### Assignment
Without any of its pictures, the listing below should be output exactly.

### Material shown
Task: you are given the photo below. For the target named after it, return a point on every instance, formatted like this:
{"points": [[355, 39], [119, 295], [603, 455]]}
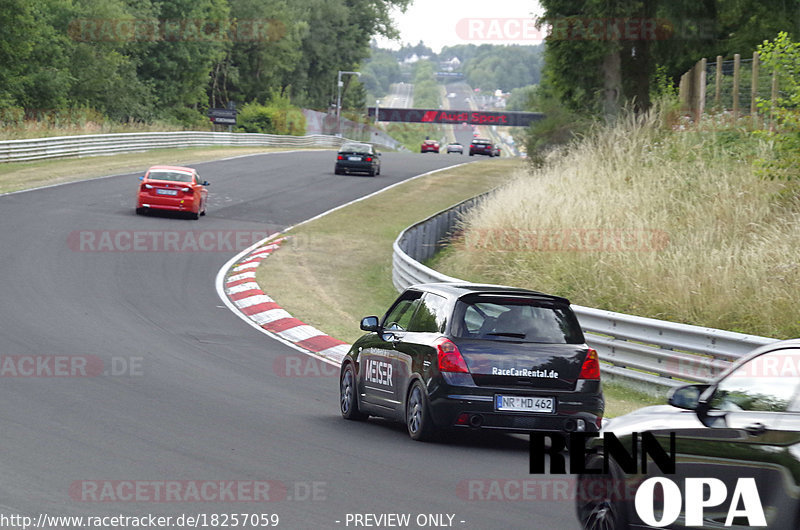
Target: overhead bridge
{"points": [[455, 117]]}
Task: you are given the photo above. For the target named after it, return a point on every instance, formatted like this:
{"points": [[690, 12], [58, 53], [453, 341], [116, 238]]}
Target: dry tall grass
{"points": [[639, 219]]}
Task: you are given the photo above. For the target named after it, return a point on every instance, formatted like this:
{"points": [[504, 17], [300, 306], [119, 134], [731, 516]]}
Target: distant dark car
{"points": [[745, 424], [172, 188], [455, 148], [429, 146], [467, 356], [358, 158], [481, 146]]}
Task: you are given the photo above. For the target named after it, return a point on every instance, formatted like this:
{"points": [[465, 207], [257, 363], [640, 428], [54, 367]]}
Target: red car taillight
{"points": [[450, 359], [591, 366]]}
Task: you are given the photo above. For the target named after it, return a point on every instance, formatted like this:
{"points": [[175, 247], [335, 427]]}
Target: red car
{"points": [[174, 188], [429, 145]]}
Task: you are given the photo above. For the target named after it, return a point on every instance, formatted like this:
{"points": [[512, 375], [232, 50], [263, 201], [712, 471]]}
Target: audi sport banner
{"points": [[471, 117]]}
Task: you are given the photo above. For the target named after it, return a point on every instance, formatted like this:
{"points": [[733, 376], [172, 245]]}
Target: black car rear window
{"points": [[516, 318]]}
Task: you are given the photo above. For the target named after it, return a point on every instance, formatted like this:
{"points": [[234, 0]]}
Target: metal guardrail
{"points": [[644, 353], [102, 144]]}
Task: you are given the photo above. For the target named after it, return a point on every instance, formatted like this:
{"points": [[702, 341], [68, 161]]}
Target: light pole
{"points": [[339, 85]]}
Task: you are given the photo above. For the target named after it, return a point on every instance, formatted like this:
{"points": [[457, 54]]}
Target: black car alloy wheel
{"points": [[418, 418], [348, 401], [600, 506]]}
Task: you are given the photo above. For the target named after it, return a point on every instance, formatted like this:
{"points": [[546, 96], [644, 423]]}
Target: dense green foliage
{"points": [[279, 117], [782, 56], [171, 59], [426, 89], [596, 69]]}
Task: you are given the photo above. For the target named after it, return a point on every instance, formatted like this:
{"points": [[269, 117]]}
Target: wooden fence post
{"points": [[700, 83], [754, 91], [737, 61]]}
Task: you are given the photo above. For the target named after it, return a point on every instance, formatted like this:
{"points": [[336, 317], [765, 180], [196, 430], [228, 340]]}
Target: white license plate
{"points": [[524, 403]]}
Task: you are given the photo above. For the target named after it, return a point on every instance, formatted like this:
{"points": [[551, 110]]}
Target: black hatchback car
{"points": [[745, 426], [358, 158], [456, 355]]}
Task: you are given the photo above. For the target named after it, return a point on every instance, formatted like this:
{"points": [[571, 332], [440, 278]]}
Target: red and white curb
{"points": [[250, 302]]}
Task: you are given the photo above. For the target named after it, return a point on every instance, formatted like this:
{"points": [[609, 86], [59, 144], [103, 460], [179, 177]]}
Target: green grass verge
{"points": [[17, 176], [338, 268]]}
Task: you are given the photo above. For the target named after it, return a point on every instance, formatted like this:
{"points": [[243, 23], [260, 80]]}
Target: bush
{"points": [[278, 117]]}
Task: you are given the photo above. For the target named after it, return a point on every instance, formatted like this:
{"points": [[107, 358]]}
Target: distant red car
{"points": [[173, 188], [429, 145]]}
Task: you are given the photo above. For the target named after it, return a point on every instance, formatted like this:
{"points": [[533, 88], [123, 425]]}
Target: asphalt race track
{"points": [[188, 394]]}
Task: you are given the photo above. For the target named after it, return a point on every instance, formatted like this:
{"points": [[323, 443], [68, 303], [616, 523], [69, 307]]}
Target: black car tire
{"points": [[348, 395], [598, 504], [418, 417]]}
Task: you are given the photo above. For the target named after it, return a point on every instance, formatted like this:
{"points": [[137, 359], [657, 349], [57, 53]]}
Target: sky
{"points": [[441, 23]]}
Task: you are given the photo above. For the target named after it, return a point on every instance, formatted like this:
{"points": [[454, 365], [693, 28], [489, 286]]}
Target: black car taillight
{"points": [[591, 366], [450, 359]]}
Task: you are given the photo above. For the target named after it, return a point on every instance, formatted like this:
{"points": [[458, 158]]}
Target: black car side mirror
{"points": [[686, 397], [370, 324]]}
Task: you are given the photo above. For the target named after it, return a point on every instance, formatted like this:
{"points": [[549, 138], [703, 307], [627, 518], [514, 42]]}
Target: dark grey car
{"points": [[358, 158]]}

### Answer section
Task: you are given the photo below. For the target named after it, return a point on every instance, formatted like this:
{"points": [[355, 39], [119, 295], [603, 455]]}
Target: overhead bridge
{"points": [[455, 117]]}
Task: you are given the photo above. For the target named after it, return a point on every instance, formatted like this:
{"points": [[690, 12], [58, 53], [453, 341], [116, 238]]}
Target: dry tall grass
{"points": [[639, 219]]}
Task: you are given the photo above. For the target named after it, return a point on every instance, formatted like this:
{"points": [[504, 17], [300, 306], [119, 134], [731, 516]]}
Target: distant dark car
{"points": [[745, 424], [172, 188], [455, 148], [429, 146], [467, 356], [358, 158], [481, 146]]}
Task: you are given the photo above. For the target named after it, return a point on every instance, formatted like this:
{"points": [[465, 207], [257, 363], [640, 428], [54, 367]]}
Target: red car taillight
{"points": [[450, 359], [591, 366]]}
Task: you are given the photo above. For the target named after it, return a point on every instance, formatted like this:
{"points": [[175, 247], [335, 427]]}
Target: red car
{"points": [[174, 188], [429, 145]]}
Task: you are given the photo above. For the target named after it, return a point on every instance, formatted like this:
{"points": [[512, 375], [232, 50], [263, 201], [712, 471]]}
Target: audi sport banner
{"points": [[471, 117]]}
Task: you are given the photo above. For the target named after it, return a point on every instance, formatted like this:
{"points": [[733, 376], [172, 245]]}
Target: black car rear window
{"points": [[516, 318]]}
Task: you are given the photo above. For the target named after it, return a point on every instance, formatted like this:
{"points": [[234, 0]]}
Target: metal guardrail
{"points": [[644, 353], [102, 144]]}
Task: you are given the photo above. For the target named after it, return a point on every instance, formatted like this:
{"points": [[702, 341], [68, 161]]}
Target: light pole
{"points": [[339, 85]]}
Task: you are given the photo above. For the target named after it, return a point on every instance, formatted like this:
{"points": [[457, 54]]}
Target: black car alloy wheel
{"points": [[418, 418], [348, 401], [600, 506]]}
Task: you are given the photo above. For the target named after it, return a point on every instance, formatted like this:
{"points": [[546, 96], [644, 423]]}
Target: dense green foliage
{"points": [[279, 117], [782, 56], [171, 59], [426, 89], [596, 69]]}
Task: you are given the photo above. For the target named after it, return a point on every instance, formatted like this:
{"points": [[269, 117]]}
Target: wooden fence post
{"points": [[700, 83], [754, 91], [737, 61]]}
Task: you are given the photo above. For the target named after it, return a point on every instance, formatted like this:
{"points": [[336, 317], [765, 180], [196, 430], [228, 340]]}
Target: white license plate
{"points": [[524, 403]]}
Task: you are given the photo above. For the target named after it, return a point on every instance, formatted like this:
{"points": [[551, 110]]}
Target: black hatchback car
{"points": [[745, 426], [358, 158], [456, 355]]}
Task: you are given the photo above. For the target named after it, return a point on every instance, formatted like this:
{"points": [[571, 332], [440, 278]]}
Target: red and white curb
{"points": [[250, 302]]}
Task: you are given the photo above. For the target named after it, return a point on every instance, formatted like this:
{"points": [[609, 86], [59, 144], [103, 460], [179, 177]]}
Target: green grass verge
{"points": [[17, 176], [338, 268]]}
Task: you are given the photo above. For the target named after it, return a point on every instance, formatted like this:
{"points": [[243, 23], [260, 80]]}
Target: bush
{"points": [[278, 117]]}
Task: you are given the photo above. For the target named after it, return a point on every instance, formatted like this:
{"points": [[107, 358]]}
Target: distant red car
{"points": [[173, 188], [429, 145]]}
Task: you are given the photo above. For the target named after it, return a point on every instance, formatted like this:
{"points": [[533, 88], [123, 425]]}
Target: asphalt race track
{"points": [[188, 394]]}
Task: you are given the photo above. For the target named after it, return a point on every instance, formatted like this:
{"points": [[323, 443], [68, 303], [616, 523], [69, 307]]}
Target: black car tire
{"points": [[348, 395], [598, 504], [418, 417]]}
Task: you are given the photo above. For the target named after it, return a point on every instance, formatted like this:
{"points": [[137, 359], [657, 349], [57, 53]]}
Target: sky
{"points": [[441, 23]]}
Task: you are given the photo above. For the target named after it, return a point on every instance, formatted like this:
{"points": [[454, 365], [693, 28], [489, 286]]}
Target: black car taillight
{"points": [[591, 366], [450, 359]]}
Task: you are given the photo above. For the target named after it, return a point on every instance, formatted like this:
{"points": [[458, 158]]}
Target: black car side mirror
{"points": [[686, 397], [370, 324]]}
Task: you are given the photo above. For the target named after it, return a point on every instance, formatted like this:
{"points": [[549, 138], [703, 307], [627, 518], [514, 42]]}
Target: dark grey car
{"points": [[358, 158]]}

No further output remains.